**What is asked**
Could you reproduce, word for word, everything in the co-operative governance excerpt below from "But Prof Novkovic" down to "an economic entity."?

** START Document excerpt **

The event included a lecture by Sonja Novkovic, professor of economics and academic director of the International Centre for Co-operative Management at Saint Mary’s University in Halifax, Canada. She offered an update on her four-year study of co-operative governance, from the perspective of co-operatives as a humanist business model.

She said humanism – or a people-centred approach – is an inherent property of co-operatives alongside joint ownership and control, and democratic self-governance. Co-ops are also embedded in the economy, society and environment where they are based.

But Prof Novkovic also identified dualities and tensions in the co-op movement – as iIlustrated by two broad theories of governance. There is the principal/agent relationship, which separates ownership and control. This sees the owners hire a CEO – a profit-motivated individual who must be held in check by the directors on behalf of the owner.

And there is the stewardship model – where the CEO’s interest and values align with those of the co-op values; here, the board’s role is to support and advise CEO.

Even within co-ops there are tensions, she noted: between member democracy and the business imperatives of an enterprise; between the interests of individual members and those of the collective. Members can have dual roles as they are both owners and users of a co-op; and co-ops are split between acting as a social and an economic entity. 

And some co-ops see themselves as working in the business mainstream while others want to challenge that mainstream as alternative enterprises.

When it comes to governance these tensions bring paradoxes: boards must include representation of lay members but also carry expertise. There are different ways to square this circle, said Prof Novkovic – in larger co-ops there can be a power hierarchy where members elect directors and the directors select a CEO, leading to a separation of ownership and control. This is less suitable for smaller co-ops or worker co-ops.

** END Document excerpt **
** START Dataset entries **

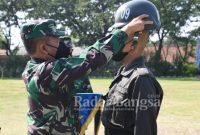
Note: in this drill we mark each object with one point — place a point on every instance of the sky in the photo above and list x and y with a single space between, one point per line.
16 40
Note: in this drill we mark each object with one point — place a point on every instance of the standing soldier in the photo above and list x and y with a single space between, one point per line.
50 79
133 101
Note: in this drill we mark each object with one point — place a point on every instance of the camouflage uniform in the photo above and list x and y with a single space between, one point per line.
51 86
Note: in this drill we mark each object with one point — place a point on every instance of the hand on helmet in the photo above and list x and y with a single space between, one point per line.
136 25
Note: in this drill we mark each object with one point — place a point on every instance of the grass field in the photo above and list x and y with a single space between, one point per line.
179 114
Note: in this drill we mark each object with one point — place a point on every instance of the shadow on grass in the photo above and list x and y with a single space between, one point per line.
180 78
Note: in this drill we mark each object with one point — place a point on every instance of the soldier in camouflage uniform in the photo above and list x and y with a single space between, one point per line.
50 80
83 84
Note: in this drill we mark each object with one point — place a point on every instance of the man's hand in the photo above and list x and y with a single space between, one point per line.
136 25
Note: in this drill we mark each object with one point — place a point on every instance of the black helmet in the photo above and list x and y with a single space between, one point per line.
126 12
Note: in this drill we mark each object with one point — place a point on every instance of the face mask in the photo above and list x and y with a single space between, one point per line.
119 56
62 51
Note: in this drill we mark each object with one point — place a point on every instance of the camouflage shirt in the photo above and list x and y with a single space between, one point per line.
51 86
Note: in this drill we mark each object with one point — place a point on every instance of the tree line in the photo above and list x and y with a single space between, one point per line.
89 20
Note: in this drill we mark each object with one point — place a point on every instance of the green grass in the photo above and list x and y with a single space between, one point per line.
179 114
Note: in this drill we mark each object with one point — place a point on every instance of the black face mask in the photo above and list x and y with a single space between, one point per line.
62 51
119 56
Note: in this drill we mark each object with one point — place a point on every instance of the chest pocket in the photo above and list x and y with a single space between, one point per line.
119 92
117 113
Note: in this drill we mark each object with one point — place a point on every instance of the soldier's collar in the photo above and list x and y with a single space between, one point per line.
139 62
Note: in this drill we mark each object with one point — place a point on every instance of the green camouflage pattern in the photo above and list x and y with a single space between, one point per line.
51 86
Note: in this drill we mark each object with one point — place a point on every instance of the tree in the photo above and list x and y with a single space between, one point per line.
87 20
9 18
174 15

** END Dataset entries **

**Answer for this exercise**
But Prof Novkovic also identified dualities and tensions in the co-op movement – as iIlustrated by two broad theories of governance. There is the principal/agent relationship, which separates ownership and control. This sees the owners hire a CEO – a profit-motivated individual who must be held in check by the directors on behalf of the owner.

And there is the stewardship model – where the CEO’s interest and values align with those of the co-op values; here, the board’s role is to support and advise CEO.

Even within co-ops there are tensions, she noted: between member democracy and the business imperatives of an enterprise; between the interests of individual members and those of the collective. Members can have dual roles as they are both owners and users of a co-op; and co-ops are split between acting as a social and an economic entity.